ECONOMIC necessity may have pushed Russian President Boris Yeltsin into taking the politically risky step of circumventing Russia's constitution and disbanding Parliament.
Mr. Yeltsin's market reforms were paralyzed because of the Parliament's staunch advocacy of hyperinflationary policies. In justifying his move against the legislature, Yeltsin said popular will was in favor of deeper democratic and market reforms. He pointed to April referendum results that endorsed his political and economic program. Economic control
In the week since the political turmoil in Moscow began, the Yeltsin administration has moved to strengthen its control over the economy. But detractors say Yeltsin's political ploy stands a better chance of aggravating economic chaos in Russia than stabilizing the tumultuous transition to a market economy.
``Economic development is not under control right now,'' economist Grigory Yavlinsky told reporters. ``The situation is like a tightly coiled spring. We have conditions for further inflation and in October and November it will start to unwind.''
Since disbanding Parliament, Yeltsin has issued a bevy of decrees aimed at controlling inflation, which reached 29 percent in August, and at attracting foreign investment. One of his first acts was to claim control of the unruly Central Bank, which before answered to the legislature. Central Bank action
In the past, Viktor Gerashchenko, the bank's chairman, pursued monetary policies, including granting large credits on easy terms to industry, that often contradicted cabinet efforts to control the money supply. In the last week, Mr. Gerashchenko seems to have accepted, perhaps reluctantly, Yeltsin's authority.
The bank intervened to bolster the Russian ruble after its value plunged nearly 30 percent - falling to a low of 1,299 to the dollar - amid the political turmoil. The Russian ruble stood at 1,179 to $1 Wednesday, after the bank spent more than $250 million of its approximately $2 billion in hard currency reserves on stabilizing the ruble.
In addition, the bank has raised its prime lending rate from 170 percent to 180 percent to discourage commercial bank ruble speculation, and it has stopped issuing easy-term credits. Those highly state-subsidized credits comprised up to 85 percent of all bank credits.
|---|
**DIRECTIONS:**
1. According to the article on Yeltsin's economic moves, what new prime lending rate did the Central Bank set?
2. Duplicate everything in the article on Yeltsin's economic moves from "In addition, the" down to "all bank credits.".
These entries were drawn from a different source.

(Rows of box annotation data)
|---|
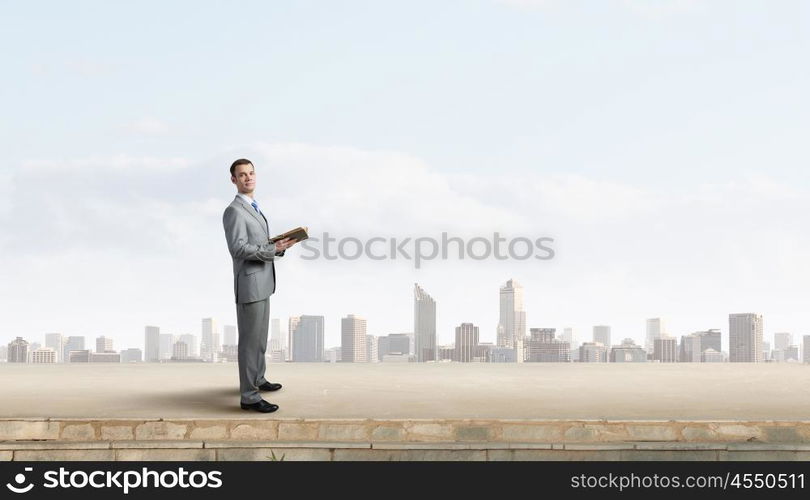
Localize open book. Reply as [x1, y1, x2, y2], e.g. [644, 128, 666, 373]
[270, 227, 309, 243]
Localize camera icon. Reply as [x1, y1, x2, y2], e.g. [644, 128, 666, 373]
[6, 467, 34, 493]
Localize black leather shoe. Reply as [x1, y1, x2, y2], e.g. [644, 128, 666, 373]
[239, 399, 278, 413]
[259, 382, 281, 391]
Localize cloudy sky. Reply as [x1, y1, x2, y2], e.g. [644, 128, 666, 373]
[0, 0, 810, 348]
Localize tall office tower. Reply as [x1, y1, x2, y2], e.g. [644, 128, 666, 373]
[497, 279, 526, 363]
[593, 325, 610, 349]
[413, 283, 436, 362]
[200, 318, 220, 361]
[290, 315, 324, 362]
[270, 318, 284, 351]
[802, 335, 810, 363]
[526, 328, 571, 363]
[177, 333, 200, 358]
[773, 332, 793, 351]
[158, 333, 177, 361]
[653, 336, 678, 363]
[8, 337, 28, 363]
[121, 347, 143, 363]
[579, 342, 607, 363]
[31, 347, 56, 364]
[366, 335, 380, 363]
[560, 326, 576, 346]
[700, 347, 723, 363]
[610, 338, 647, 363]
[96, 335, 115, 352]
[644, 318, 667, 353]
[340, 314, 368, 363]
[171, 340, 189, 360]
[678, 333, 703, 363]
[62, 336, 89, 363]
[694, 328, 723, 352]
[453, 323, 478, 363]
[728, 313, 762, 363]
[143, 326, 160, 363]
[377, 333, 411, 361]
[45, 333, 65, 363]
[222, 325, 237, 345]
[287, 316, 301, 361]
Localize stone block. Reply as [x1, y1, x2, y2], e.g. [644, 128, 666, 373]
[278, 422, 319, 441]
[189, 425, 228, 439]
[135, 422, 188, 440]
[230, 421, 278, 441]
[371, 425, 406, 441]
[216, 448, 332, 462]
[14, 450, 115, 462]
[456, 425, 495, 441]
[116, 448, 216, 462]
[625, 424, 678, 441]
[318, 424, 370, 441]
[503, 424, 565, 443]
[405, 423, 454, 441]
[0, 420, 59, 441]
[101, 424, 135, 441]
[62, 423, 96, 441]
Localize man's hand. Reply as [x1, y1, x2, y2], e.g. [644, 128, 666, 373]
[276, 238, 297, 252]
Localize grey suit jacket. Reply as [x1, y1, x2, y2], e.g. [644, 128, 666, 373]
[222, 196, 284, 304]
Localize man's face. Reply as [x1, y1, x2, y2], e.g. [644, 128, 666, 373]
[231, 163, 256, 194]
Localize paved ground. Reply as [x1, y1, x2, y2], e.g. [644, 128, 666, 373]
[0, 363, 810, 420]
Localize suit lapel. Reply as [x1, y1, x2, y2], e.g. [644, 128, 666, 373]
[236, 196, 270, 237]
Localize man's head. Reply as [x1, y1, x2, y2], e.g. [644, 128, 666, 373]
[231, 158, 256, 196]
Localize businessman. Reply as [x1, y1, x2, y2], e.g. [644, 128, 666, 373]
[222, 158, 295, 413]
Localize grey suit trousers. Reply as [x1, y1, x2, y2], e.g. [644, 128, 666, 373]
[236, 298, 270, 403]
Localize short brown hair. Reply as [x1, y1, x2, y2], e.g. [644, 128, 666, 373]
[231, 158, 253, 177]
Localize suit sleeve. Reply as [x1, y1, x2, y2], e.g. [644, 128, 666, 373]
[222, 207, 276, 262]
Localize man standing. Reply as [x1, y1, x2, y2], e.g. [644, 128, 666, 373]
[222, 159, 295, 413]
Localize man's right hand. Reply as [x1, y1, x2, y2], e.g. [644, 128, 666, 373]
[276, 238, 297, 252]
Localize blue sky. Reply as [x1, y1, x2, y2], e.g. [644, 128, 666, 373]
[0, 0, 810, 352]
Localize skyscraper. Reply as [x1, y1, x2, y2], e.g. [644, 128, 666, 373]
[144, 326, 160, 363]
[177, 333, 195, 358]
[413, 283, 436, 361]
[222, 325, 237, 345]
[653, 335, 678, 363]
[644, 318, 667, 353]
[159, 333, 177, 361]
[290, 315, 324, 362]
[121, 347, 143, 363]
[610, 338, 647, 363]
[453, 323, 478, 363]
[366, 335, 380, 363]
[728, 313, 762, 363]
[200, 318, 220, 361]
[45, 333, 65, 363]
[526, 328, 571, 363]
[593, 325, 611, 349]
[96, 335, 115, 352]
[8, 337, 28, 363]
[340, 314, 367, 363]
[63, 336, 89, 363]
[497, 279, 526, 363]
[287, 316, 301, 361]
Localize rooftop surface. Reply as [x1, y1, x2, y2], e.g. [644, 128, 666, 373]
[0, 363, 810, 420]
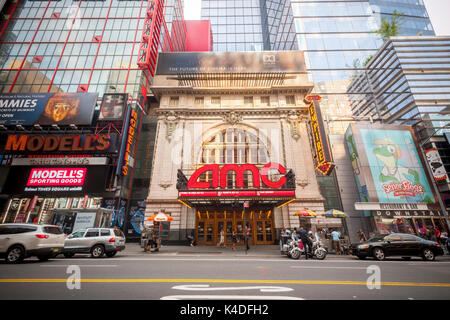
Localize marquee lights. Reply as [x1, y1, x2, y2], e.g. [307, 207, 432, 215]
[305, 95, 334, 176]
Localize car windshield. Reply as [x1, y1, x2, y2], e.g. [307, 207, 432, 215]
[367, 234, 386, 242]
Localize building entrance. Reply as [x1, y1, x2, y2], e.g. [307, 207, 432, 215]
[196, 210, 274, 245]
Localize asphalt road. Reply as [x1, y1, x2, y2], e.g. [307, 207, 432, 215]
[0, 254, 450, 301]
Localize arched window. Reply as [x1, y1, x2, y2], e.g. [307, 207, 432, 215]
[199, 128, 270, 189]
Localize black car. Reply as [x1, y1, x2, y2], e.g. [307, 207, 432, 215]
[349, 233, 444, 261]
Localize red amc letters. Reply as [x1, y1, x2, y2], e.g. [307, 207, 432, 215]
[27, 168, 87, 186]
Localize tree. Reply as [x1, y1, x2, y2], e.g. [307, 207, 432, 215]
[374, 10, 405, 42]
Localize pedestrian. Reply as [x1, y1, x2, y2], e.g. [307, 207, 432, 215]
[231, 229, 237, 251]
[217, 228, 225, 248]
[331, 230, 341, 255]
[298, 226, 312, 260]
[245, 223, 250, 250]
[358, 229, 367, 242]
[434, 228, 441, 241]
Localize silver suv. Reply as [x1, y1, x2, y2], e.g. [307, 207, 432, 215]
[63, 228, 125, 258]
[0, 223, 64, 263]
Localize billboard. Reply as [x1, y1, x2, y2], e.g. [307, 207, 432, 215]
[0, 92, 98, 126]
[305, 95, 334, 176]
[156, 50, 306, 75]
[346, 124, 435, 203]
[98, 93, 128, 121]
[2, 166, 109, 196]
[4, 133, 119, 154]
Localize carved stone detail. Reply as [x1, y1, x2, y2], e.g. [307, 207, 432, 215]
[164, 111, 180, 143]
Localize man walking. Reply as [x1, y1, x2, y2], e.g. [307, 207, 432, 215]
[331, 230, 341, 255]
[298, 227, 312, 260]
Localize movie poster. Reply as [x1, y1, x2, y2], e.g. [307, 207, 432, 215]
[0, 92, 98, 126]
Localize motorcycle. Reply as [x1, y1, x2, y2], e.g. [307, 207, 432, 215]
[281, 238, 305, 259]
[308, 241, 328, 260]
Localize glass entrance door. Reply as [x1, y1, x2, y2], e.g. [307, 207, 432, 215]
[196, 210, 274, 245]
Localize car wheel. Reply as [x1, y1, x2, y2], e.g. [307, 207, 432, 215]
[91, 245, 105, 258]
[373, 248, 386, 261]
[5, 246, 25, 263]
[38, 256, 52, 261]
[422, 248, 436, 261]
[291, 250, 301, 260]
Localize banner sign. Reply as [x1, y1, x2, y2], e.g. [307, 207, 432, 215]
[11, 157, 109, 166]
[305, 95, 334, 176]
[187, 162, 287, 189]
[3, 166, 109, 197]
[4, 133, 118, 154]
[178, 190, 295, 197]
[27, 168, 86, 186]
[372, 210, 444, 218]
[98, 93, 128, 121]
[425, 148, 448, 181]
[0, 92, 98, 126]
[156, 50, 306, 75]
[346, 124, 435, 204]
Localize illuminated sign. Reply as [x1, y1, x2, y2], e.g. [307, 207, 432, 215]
|---|
**RESPONSES IN ORDER:**
1. 180 percent

2.
In addition, the bank has raised its prime lending rate from 170 percent to 180 percent to discourage commercial bank ruble speculation, and it has stopped issuing easy-term credits. Those highly state-subsidized credits comprised up to 85 percent of all bank credits.